**Given task 1:**
Answer these questions using the text about Raindrop's Café, each on its own line:
(a) Over which weekend did the café celebrate its official opening?
(b) Who handles the restaurant's front of house operations?
(c) Where did Ms. Smith's grandmother live?
**Given task 2:**
Name every person mentioned by name in the text about Raindrop's Café.
**Given task 3:**
In the text about Raindrop's Café, reproduce word for word the passage that begins with the words containing "Bryan Polite is" and ends with "on the reservation.".

**Text passage:**
.....
For those in search of a quick bite or a bit of comfort food, a new dining option has opened just west of Southampton Village. Raindrop’s Café, a farm-to-table restaurant owned and operated by members of the Shinnecock Indian Nation, celebrated its official opening over Memorial Day weekend with raffles, tastings and a craft market.
But even a month before its official opening, fans of Raindrop's fusion cuisine, which merges traditional Shinnecock fare with modern favorites were already settling into the café's cozy confines in the white building located behind Raindrop’s Quick Stop on Montauk Highway.
Bryan Polite is the owner of the café as well as the head roaster at Raindrop’s Coffee, which is produced on site at the rear of the building. Deana Smith serves as the restaurant’s operational manager, handling all the front of house operations. Samantha Sosa is the culinary expert in the kitchen and it’s there that she whips up small bites along with soups, stews, sandwiches and salads, many of which are fused with the flavorings and styles of traditional Native American fare—a menu reflective of the food that all three of them grew up with on the reservation.
“It’s fusion,” Ms. Smith explained during a recent visit to the café. “I used my grandmother’s recipes. She passed away years ago and lived on Heady Creek. She would make clam pie, we would go and get the clams ourselves and peel potatoes. We keep it traditional and have added our own recipes.”
Among the unique offerings on the menu is a venison Philly cheese steak, inspired by the fact that Ms. Smith once lived in the City of Brotherly Love.
.....
**Listing:**
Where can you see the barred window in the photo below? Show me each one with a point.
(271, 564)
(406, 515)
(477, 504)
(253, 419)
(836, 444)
.....
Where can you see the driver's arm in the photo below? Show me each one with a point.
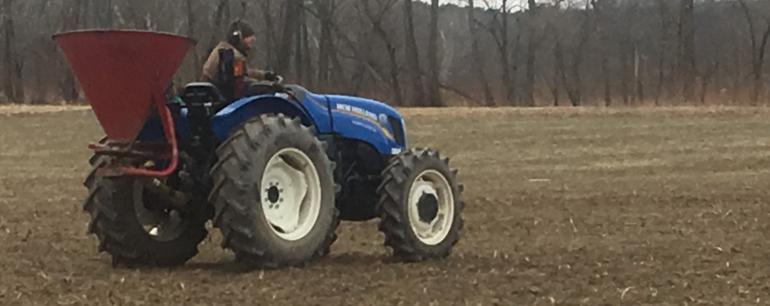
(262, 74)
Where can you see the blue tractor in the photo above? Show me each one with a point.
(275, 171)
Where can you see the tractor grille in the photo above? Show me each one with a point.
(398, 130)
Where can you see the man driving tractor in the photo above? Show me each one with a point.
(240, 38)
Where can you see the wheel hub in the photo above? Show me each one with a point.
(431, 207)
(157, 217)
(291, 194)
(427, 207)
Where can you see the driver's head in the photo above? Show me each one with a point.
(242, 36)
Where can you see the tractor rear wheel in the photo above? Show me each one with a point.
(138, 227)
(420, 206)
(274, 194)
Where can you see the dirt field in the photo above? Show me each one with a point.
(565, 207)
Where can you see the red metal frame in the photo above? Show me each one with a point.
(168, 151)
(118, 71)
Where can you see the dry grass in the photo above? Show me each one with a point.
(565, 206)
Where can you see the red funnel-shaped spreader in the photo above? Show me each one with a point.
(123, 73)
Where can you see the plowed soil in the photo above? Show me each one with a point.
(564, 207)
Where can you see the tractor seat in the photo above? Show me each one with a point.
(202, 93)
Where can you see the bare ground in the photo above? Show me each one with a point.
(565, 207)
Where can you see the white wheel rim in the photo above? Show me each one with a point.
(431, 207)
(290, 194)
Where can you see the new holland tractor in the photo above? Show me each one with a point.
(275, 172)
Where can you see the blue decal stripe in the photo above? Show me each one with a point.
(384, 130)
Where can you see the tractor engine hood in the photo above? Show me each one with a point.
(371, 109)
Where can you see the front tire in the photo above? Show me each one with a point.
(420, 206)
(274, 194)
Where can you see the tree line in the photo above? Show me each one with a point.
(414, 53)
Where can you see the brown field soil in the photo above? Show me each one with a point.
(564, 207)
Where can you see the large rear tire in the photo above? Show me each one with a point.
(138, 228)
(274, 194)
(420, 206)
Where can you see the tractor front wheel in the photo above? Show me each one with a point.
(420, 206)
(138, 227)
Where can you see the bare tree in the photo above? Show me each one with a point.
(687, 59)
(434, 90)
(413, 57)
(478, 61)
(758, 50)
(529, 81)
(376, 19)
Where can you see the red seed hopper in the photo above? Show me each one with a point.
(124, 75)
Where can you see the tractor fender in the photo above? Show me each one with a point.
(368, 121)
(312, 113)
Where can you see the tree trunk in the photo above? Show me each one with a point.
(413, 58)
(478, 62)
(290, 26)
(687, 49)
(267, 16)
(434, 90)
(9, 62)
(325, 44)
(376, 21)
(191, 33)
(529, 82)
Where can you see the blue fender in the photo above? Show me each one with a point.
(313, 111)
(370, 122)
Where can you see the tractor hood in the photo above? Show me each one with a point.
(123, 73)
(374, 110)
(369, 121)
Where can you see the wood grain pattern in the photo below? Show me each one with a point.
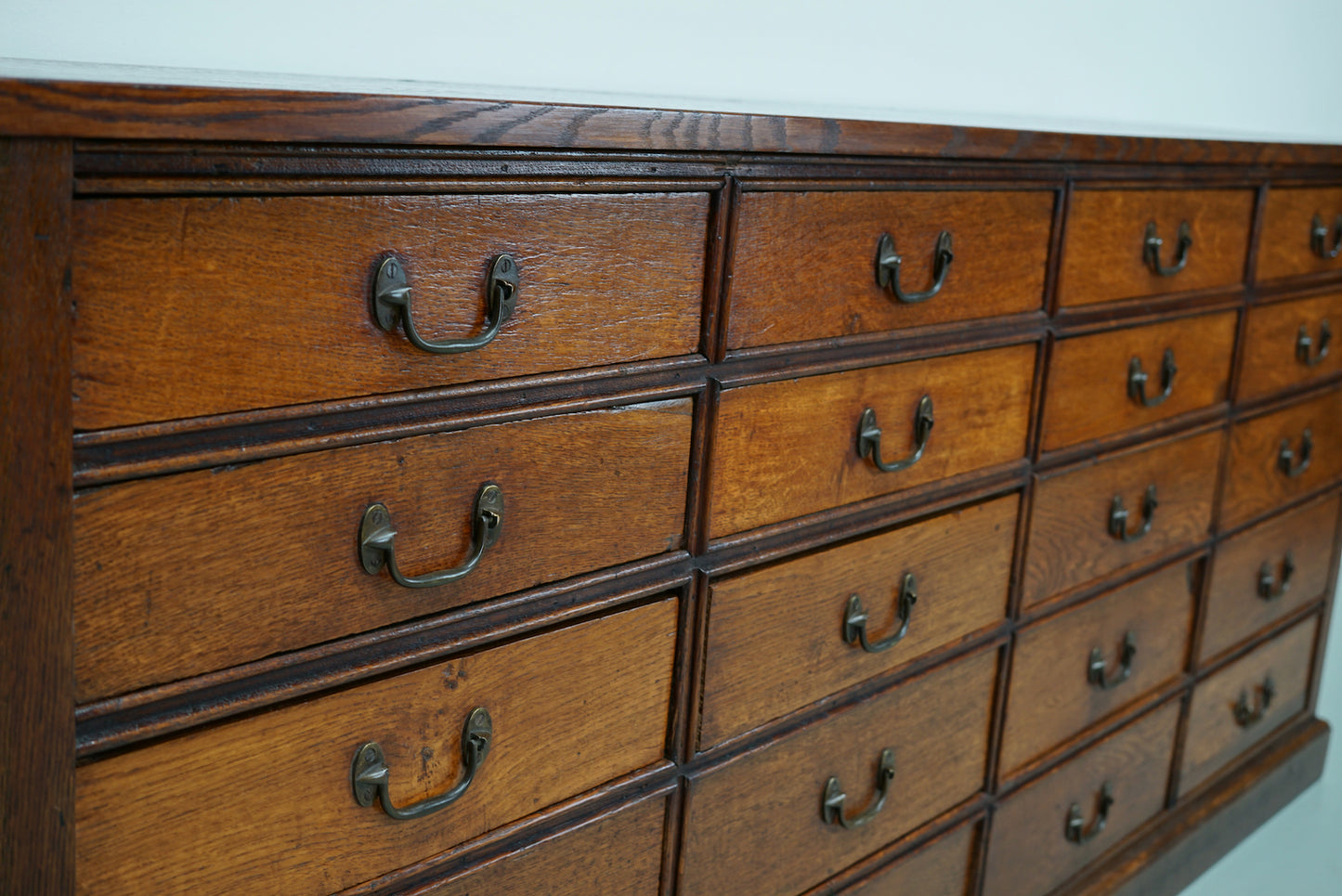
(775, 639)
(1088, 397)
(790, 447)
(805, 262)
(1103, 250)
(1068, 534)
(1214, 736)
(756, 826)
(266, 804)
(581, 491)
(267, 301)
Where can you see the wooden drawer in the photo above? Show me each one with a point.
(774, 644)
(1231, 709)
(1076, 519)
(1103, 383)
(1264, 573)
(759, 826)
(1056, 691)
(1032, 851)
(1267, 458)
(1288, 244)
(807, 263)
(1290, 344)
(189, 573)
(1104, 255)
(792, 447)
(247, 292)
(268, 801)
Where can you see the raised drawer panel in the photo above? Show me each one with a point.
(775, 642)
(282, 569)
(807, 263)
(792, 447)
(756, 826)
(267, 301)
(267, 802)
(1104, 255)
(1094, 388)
.....
**Full solution 1:**
(a) Memorial Day weekend
(b) Deana Smith
(c) Heady Creek

**Full solution 2:**
Bryan Polite, Deana Smith, Samantha Sosa

**Full solution 3:**
Bryan Polite is the owner of the café as well as the head roaster at Raindrop’s Coffee, which is produced on site at the rear of the building. Deana Smith serves as the restaurant’s operational manager, handling all the front of house operations. Samantha Sosa is the culinary expert in the kitchen and it’s there that she whips up small bites along with soups, stews, sandwiches and salads, many of which are fused with the flavorings and styles of traditional Native American fare—a menu reflective of the food that all three of them grew up with on the reservation.